[Position identification records]
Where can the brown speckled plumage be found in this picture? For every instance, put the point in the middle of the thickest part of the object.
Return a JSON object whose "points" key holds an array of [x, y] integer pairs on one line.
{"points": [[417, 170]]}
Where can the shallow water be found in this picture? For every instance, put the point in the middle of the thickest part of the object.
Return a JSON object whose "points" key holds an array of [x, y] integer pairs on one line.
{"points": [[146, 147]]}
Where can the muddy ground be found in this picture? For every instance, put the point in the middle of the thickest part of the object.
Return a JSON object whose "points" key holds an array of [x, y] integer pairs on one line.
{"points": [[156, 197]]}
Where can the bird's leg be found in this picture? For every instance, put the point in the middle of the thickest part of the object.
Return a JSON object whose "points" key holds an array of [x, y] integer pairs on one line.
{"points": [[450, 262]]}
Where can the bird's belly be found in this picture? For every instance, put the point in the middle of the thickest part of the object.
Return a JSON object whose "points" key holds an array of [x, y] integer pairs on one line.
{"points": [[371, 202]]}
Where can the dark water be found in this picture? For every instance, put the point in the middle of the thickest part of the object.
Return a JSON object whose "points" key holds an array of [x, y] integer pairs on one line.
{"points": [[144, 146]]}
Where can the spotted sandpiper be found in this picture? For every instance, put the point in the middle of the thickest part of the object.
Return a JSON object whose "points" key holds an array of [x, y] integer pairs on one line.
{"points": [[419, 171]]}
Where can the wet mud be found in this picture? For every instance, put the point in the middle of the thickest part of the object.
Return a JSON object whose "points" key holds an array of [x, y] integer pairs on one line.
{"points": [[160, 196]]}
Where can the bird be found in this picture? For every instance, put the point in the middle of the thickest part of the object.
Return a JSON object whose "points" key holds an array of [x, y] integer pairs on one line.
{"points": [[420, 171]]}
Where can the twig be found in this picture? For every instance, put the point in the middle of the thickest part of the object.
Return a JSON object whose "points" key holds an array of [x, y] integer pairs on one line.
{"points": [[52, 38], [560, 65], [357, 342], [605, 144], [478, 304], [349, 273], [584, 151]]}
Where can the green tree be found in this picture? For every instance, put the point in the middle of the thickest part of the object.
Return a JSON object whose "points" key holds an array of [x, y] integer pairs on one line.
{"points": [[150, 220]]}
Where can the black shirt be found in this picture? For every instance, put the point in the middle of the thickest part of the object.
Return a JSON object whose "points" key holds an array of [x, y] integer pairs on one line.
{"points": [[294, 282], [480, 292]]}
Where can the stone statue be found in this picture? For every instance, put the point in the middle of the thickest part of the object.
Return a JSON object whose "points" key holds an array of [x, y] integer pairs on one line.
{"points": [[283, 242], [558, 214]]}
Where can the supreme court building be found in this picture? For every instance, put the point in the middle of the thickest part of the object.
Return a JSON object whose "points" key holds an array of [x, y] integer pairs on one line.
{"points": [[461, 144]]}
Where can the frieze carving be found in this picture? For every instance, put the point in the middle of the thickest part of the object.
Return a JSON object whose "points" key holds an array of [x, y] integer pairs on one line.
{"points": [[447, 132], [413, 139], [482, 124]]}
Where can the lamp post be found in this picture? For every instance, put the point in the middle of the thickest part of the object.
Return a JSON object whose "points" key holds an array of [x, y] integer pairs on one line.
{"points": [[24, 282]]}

### Work to complete
Output the records verbatim, from the first line to the last.

### Solution
Where can the brown speckled plumage be found in this picture? For every instance, put the point in the middle of the thickest part of the object.
Return a JSON object whose "points" key holds an array of [x, y] integer pairs on one line.
{"points": [[417, 170]]}
Where can the shallow water be found in this picture? For every instance, put the point in the middle of the thickest part of the object.
Return a JSON object whose "points" key holds an array of [x, y] integer pairs on one line.
{"points": [[146, 147]]}
Where can the muddy ground be found in this picture? For every instance, put the point in the middle of the thickest part of the object.
Return a JSON object whose "points" key holds an array of [x, y] integer pairs on one line.
{"points": [[156, 197]]}
Where can the bird's leg be found in this picture? For every instance, put the point in the middle of the thickest part of the object.
Return a JSON object whose "points" key holds an array of [x, y] integer pairs on one line.
{"points": [[450, 262]]}
Where can the bird's belly be found in this picture? For every instance, put the point in the middle of the thickest part of the object.
Return a JSON object whose "points" key holds an array of [x, y] integer pairs on one line.
{"points": [[371, 202]]}
Where can the dark water be found in this picture? For every instance, put the point in the middle of the thickest part of the object.
Return a JSON object whose "points" key holds an array of [x, y] integer pairs on one line.
{"points": [[144, 146]]}
Where can the spotted sandpiper be found in this picture? For every instance, put the point in the middle of the thickest part of the object.
Return a JSON object whose "points" key holds an array of [x, y] integer pairs on one line.
{"points": [[419, 171]]}
Where can the wet mud be found in this picture? For every instance, put the point in the middle of the thickest part of the object.
Return a JSON object whose "points" key holds an array of [x, y] integer pairs on one line.
{"points": [[160, 196]]}
Where can the bird be found in this picture? For every instance, put the point in the middle of the thickest part of the object.
Return a JSON object whose "points" key holds an array of [x, y] integer pairs on one line.
{"points": [[420, 171]]}
Where can the twig be found in this picture? For every instance, put the point in the middle of the thickest part of the object.
Return a JSON object whose "points" key holds an array of [x, y] integer pairs on one line.
{"points": [[52, 38], [560, 65], [357, 342], [605, 144], [478, 304], [349, 273], [584, 151]]}
Where can the green tree be found in this picture? For every instance, put the point in the middle of the thickest part of the object.
Return a JSON object whose "points" key holds an array of [x, y] integer pairs on one line.
{"points": [[150, 220]]}
Where can the black shirt be found in this picture? For every instance, put the point in the middle of the thickest part of the object.
Return a JSON object whose "points" key holds an array of [x, y] integer pairs on one line.
{"points": [[294, 282], [480, 292]]}
Where can the stone statue be found in this picture? For every instance, put the point in the middle of the thickest part of the object.
Return a JSON object whose "points" key holds an array of [x, y] integer pairs on one line.
{"points": [[283, 242], [558, 214]]}
Where can the supreme court building be found in this picture? For every instance, put the point in the middle of the thickest part of the object.
Return a JSON object whose "points" key holds an array of [x, y] integer pairs on one line.
{"points": [[461, 144]]}
Where can the frieze carving be found in this picture? For every instance, put the point in the middle of the thickest part of the object.
Return a JSON object whose "points" key holds an array of [x, y] integer pairs on one line.
{"points": [[447, 132], [413, 139], [482, 124]]}
Where can the lamp post be found in this picture? For every instance, put the point in the middle of the thickest part of the object.
Return a JSON object whose "points" key holds an array of [x, y] integer pairs on one line.
{"points": [[24, 282]]}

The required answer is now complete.